Consignes:
1. Répondez à ces questions d'après le passage sur le livre de Domenach consacré à Cavell :
(a) Quels sont les trois ouvrages du « trio » évoqué dans l'incipit, avec leurs années ?
(b) En tant que quoi le septième art est-il présenté dans la citation entre guillemets du deuxième paragraphe ?
(c) Quelle interprétation de Noël Carroll se trouve contredite ?
2. Poursuivez le passage sur le livre de Domenach consacré à Cavell à la suite de sa dernière phrase.

━━━━━ Passage du document ━━━━━

Le premier des nombreux mérites du livre de Domenach tient à son objectif central, formulé dès l’incipit : interroger « les premières années de [l]a production philosophique [de Cavell], le premier temps de sa réinterprétation du scepticisme fixé dans un “trio” de livres : Dire et vouloir dire (1969), La projection du monde (1971) et Sens de Walden (1972) ». On a souvent mentionné, et Stanley Cavell (2001, p. 39) l’a lui-même confirmé, que les thèmes de prédilection du philosophe se trouvent préfigurés dès le début de sa réflexion. Ainsi Sandra Laugier (2009, p. 7-8) fait-elle observer qu’« on peut tirer rétrospectivement toute son oeuvre […] de [s]es premiers écrits, qui ont posé sa voix comme singulière et inimitable ». Aussi connue que soit cette préfiguration, c’est à Domenach, précisément, qu’il revient d’avoir expliqué en détail comment la plupart des préoccupations de Cavell hantent déjà ses premières oeuvres.

L’auteure rappelle tout d’abord que la visée du philosophe est moins de se pencher sur l’essence du cinéma et de proposer une philosophie du cinéma que de voir de quoi est capable philosophiquement le septième art pour nous, dans nos vies, en tant qu’« éducateur des adultes ». Non pas que Cavell renonce à forger une ontologie du cinéma (expression qu’il emploie volontiers lui-même lorsqu’il définit les spécificités du médium) ; mais il examine ce qui fait du cinéma un art important à nos yeux et pertinent aux fins de notre perfectionnement moral. En cela, le professeur de Harvard nous invite à nous détourner de la question de l’auteur et du mode de production technique, afin de repartir de la position du spectateur. Quelle importance le septième art peut-il avoir pour nous ? Comment nous amène-t-il à transformer nos vies [1] ?

L’un des nerfs moteurs de la réflexion cavellienne est le problème, majeur entre tous, du scepticisme. Avant d’aborder cette question de front, Domenach se penche sur la catégorie critique de médium et contredit l’interprétation de Noël Carroll selon laquelle Cavell, à l’instar de Bazin, estime que le film reproduit automatiquement le passé. Non, Cavell ne se borne pas à défendre une ontologie réaliste du médium cinématographique : il complique ce champ d’interrogation au moyen de catégories nouvelles. Alliant une réflexion sur l’ontologie à « une enquête sur la manière dont certains films donnent sens et importance (significance) aux possibilités et aux propriétés du médium » (p. 89), Cavell s’interroge à la fois sur le mode de présence des objets au cinéma et sur les possibilités esthétiques du médium telles qu’elles s’expriment dans les oeuvres elles-mêmes. Ici, la question n’est plus de savoir si le cinéma représente ou non la réalité, mais plutôt : « qu’arrive-t-il à la réalité quand elle est projetée sur un écran ? » (p. 94). Cavell remplace dès lors la question de la représentation par celle de la projection.

━━━━━ Extrait de données ━━━━━

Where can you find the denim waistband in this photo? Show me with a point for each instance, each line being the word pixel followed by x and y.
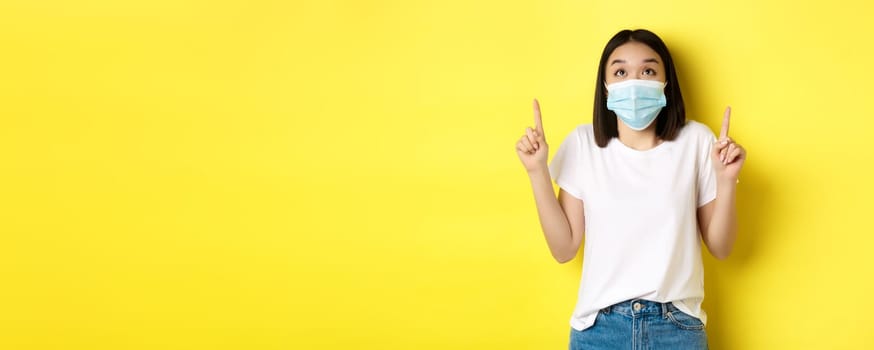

━━━━━

Réponses par consigne:
1.
(a) Dire et vouloir dire (1969), La projection du monde (1971) et Sens de Walden (1972).
(b) En tant qu'« éducateur des adultes ».
(c) L'interprétation selon laquelle Cavell, à l'instar de Bazin, estime que le film reproduit automatiquement le passé.

2.
Dans un chapitre qui a pour titre « L’expression du scepticisme au cinéma », Domenach reprend et approfondit cette catégorie de projection en précisant sous quel angle le scepticisme est abordé par Cavell. Là se repère d’ailleurs le second des grands mérites de l’ouvrage : l’auteure y met en lumière, dans une langue épurée et fluide, la distinction entre scepticisme intellectuel et scepticisme vécu, et éclaircit du même coup l’un des traits les plus notables de la pensée cavellienne. Le scepticisme intellectuel désigne « toute conception qui tient l’existence du monde pour un problème de connaissance » (Cavell 1979, p. 88). Le scepticisme vécu, quant à lui, renvoie à « l’impossibilité de la conversation, l’impossibilité d’entrer en relation avec autrui dans le langage : impossibilité mise en scène dans la tragédie, mais qui est notre lot quotidien » (Laugier 2001, p. 105). En dégageant et en étudiant méthodiquement ces deux formes de scepticisme, Domenach note un singulier déplacement dans la pensée cavellienne. Chez Cavell, le scepticisme ne désigne pas qu’une mise en doute de la réalité du monde (comme c’est le cas dans la tradition philosophique en général) ; il se rapporte à tout questionnement sur notre accès au monde et à certains pans de l’expérience ordinaire.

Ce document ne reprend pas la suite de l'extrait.